DIRECTIVE 1:
Transcribe the portion of the star photography advice starting at "Without knowing any" and ending at "during the exposure.".
DIRECTIVE 2:
What ISO setting does the star photography advice recommend starting with?

TEXT EXTRACT:
※ ※ ※
What's the longest shutter time? Possibly it is 30 secs, if so, use that. Try some higher ISO's, and see. Start with ISO 400 or so, try higher, looking for "noise".

Depends where you are too, as light pollution will make longer times less viable.

 

Without knowing any more than what your original post stated, I'd suggest trying a wide lens, (not the S30 though by the look of one of your recent posts, sorry :D ).  Your widest if possible. Use max aperture, but also try a few slightly stopped down (looking for coma in the stars, some lenses do, some are better). Use the longest speed you can, bearing in mind the length of time the shutter is open will determine the star shapes. If the lens is wide, and the time is short then the stars should be pin-points. If however you expose for say 2 mins (just an example) and the camera/lens is fixed to a tripod, then the stars will likely "trail", they will "move" during the exposure.
※ ※ ※
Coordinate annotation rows
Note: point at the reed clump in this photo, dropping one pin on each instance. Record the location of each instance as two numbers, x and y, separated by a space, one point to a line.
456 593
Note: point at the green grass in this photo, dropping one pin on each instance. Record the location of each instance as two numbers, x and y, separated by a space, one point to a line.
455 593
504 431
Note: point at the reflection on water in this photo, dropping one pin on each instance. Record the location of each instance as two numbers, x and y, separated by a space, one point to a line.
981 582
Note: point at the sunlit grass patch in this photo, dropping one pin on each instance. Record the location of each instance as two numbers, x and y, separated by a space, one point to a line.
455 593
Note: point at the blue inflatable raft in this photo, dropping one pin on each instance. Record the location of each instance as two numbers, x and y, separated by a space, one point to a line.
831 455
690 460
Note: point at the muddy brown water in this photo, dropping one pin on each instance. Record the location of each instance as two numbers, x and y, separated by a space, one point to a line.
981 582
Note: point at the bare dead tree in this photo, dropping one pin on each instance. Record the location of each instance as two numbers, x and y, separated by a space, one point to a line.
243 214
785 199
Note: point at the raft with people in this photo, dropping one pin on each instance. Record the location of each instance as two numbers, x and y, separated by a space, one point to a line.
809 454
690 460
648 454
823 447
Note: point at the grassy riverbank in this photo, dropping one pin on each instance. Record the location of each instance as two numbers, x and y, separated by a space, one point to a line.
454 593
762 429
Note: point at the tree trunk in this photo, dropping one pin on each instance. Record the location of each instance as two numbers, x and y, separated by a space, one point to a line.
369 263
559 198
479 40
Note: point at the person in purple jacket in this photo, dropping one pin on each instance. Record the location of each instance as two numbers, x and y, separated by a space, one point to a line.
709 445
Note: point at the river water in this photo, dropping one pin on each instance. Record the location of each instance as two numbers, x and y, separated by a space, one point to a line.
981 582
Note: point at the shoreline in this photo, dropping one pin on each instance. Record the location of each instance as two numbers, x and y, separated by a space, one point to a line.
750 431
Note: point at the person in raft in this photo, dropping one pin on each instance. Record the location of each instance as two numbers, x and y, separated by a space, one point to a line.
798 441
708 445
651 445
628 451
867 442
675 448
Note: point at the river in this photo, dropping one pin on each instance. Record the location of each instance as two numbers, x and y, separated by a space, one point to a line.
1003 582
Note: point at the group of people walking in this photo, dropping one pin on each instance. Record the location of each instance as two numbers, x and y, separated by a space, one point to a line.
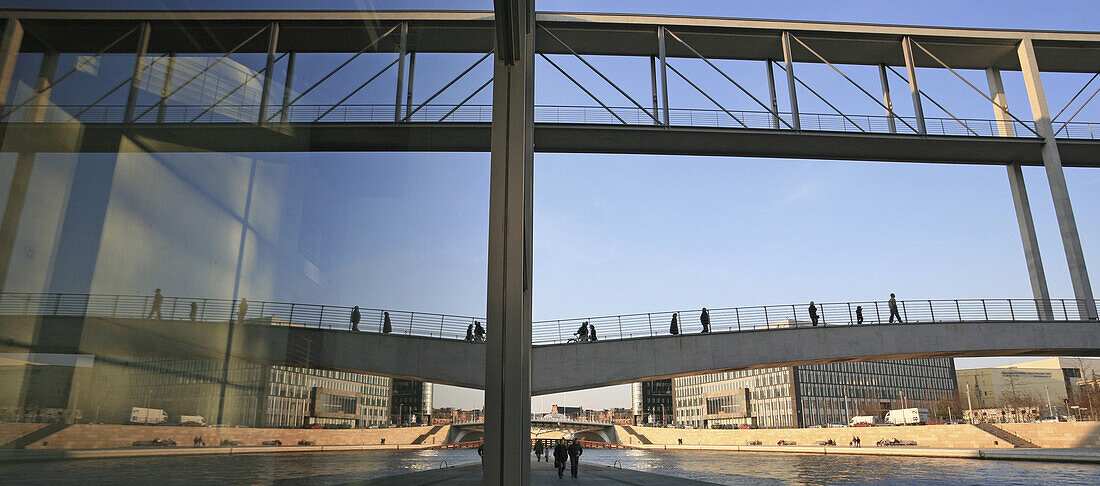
561 452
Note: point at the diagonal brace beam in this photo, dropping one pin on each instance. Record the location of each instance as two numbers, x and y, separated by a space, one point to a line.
727 77
652 116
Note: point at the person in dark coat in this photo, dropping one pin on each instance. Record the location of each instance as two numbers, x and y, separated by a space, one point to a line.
574 455
560 454
893 310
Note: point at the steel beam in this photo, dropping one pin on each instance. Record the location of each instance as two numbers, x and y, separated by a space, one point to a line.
135 78
789 63
398 98
1034 261
1070 241
11 40
906 47
887 101
162 111
43 85
268 72
771 92
408 95
664 75
285 111
508 300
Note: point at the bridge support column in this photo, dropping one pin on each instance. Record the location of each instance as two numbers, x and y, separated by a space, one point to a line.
1004 128
1071 243
906 48
135 79
11 40
508 312
789 64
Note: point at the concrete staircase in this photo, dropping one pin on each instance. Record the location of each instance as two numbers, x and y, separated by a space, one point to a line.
427 434
35 435
637 435
1016 441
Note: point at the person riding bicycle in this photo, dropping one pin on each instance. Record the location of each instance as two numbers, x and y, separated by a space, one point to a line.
582 333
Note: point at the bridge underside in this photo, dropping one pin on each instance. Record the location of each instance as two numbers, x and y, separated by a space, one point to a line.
604 363
549 137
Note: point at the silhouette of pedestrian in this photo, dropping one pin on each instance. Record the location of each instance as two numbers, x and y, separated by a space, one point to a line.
354 318
893 309
560 454
574 455
157 300
242 309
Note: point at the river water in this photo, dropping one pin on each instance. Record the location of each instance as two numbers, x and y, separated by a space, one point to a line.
715 466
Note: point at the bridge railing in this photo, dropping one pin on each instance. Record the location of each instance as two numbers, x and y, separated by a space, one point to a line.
546 113
735 319
221 310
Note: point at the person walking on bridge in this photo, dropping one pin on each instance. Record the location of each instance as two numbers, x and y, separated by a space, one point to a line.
※ ※ ※
WRITTEN REPLY 1:
Without knowing any more than what your original post stated, I'd suggest trying a wide lens, (not the S30 though by the look of one of your recent posts, sorry :D ).  Your widest if possible. Use max aperture, but also try a few slightly stopped down (looking for coma in the stars, some lenses do, some are better). Use the longest speed you can, bearing in mind the length of time the shutter is open will determine the star shapes. If the lens is wide, and the time is short then the stars should be pin-points. If however you expose for say 2 mins (just an example) and the camera/lens is fixed to a tripod, then the stars will likely "trail", they will "move" during the exposure.

WRITTEN REPLY 2:
ISO 400 or so.